%%
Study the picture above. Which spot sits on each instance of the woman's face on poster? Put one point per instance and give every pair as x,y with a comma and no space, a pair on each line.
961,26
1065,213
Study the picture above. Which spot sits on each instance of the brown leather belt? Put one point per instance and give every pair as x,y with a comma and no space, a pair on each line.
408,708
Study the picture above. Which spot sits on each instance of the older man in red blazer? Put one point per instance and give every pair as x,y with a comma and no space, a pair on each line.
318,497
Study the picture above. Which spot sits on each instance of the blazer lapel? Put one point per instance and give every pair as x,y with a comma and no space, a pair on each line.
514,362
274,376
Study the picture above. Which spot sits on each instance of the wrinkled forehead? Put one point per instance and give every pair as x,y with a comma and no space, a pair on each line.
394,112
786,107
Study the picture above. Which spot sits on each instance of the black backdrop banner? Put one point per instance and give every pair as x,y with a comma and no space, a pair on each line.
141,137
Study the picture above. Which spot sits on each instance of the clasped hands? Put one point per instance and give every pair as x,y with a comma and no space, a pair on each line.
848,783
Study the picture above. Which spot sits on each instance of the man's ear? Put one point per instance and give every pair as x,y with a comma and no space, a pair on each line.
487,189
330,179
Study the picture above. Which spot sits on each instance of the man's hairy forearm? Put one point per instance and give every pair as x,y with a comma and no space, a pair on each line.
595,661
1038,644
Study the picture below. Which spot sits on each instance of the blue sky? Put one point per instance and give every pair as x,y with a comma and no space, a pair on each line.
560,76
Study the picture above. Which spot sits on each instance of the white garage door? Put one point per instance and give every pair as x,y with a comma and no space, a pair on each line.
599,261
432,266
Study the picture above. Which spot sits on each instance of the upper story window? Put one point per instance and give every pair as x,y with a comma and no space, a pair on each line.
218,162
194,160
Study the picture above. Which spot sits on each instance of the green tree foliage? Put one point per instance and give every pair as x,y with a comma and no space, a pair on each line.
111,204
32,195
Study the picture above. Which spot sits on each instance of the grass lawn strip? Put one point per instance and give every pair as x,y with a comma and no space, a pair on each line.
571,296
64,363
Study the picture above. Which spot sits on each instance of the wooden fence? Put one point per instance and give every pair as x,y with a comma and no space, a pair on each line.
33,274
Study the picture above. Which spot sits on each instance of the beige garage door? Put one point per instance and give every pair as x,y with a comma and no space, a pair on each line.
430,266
%%
#### REQUIRED ACTION
Give a word-for-word restatement of every record.

#### PROBLEM SOLUTION
Study the picture above. Which spot sits on each instance of the woman's face on poster? Put one point per instance and give every pair as x,y with a comma and no space, a pair on each line.
961,26
1065,213
Study the picture above. Which spot sits on each instance of the brown leather belt? Put one point per instance and give every pair as x,y with a comma and no space, a pair on each line.
408,708
Study the picture above. Which spot sits on each instance of the older man in red blazer? Put one point per instance and give every pair as x,y with a comma and no space, a pair on each line.
318,497
Study the picture above. Which spot sits on each instance of the blazer lapel? Put one point per instance and give every pair as x,y with a comma and no space, a pair on each line.
514,362
274,376
Study the picture above. Which spot sits on each instance of the wrinkled forehead? Put one point per instance and give every pair as x,y with a comma and no space, a pair on each line.
394,112
786,107
Study the picture above. Which spot sits on each instance of the black backdrop banner? Put one point per instance and give every pair as x,y with a comma and no space, a pair on each line.
141,137
Study the picture above. Which spot sits on each instance of the clasped hands? Put one point per instance and give every pair as x,y with a comma and no space, a pair on each line.
848,783
Study the picture above. Which spot sits on each instance of the man's ear? Put one point per instance and give every pair as x,y with a comma and no space, a pair on each line.
487,189
330,179
Study the picture above. Which spot sits on each instance of the man's hairy forearm? Put one point per instance and give every pair as x,y with a comma and no space, a pair on each line.
595,661
1038,644
Study the picture below. Which spot sits on each instance of the blue sky? Put one point per instance and give every pair as x,y with a comma and no space, a pair on each line.
560,76
Study the picture above. Which spot sits on each instance of the white garage door? Put one point per instance and give every pair as x,y with a comma and no space, a pair on each line.
599,261
432,266
Study the picture above. Which spot sits on each instance of the upper story window? Put one point per instance and give every pair as x,y with a comma and no space, a pair on each line.
218,162
194,160
Study the picture above. Which spot sits on each instance of the green tree foliage? Put one point per instance and give every pair as x,y with a comma and no space, a pair on each line.
111,204
32,195
Study the picture above. Which spot sits on each instance of the grass lawn strip? Put one point per instance and give every pair as x,y with a comma and no space, a pair on each line.
571,296
64,363
Study the picture above. Which spot sits on each instance of the wooden fence? Put one point per instance and give every pair as x,y with a comma and no space, a pair on each line.
33,274
Study the picture above. Which spot sits on each instance of the beige garage door? Put one point per instance and give every pair as x,y with a comma and no space, a pair on each line.
430,266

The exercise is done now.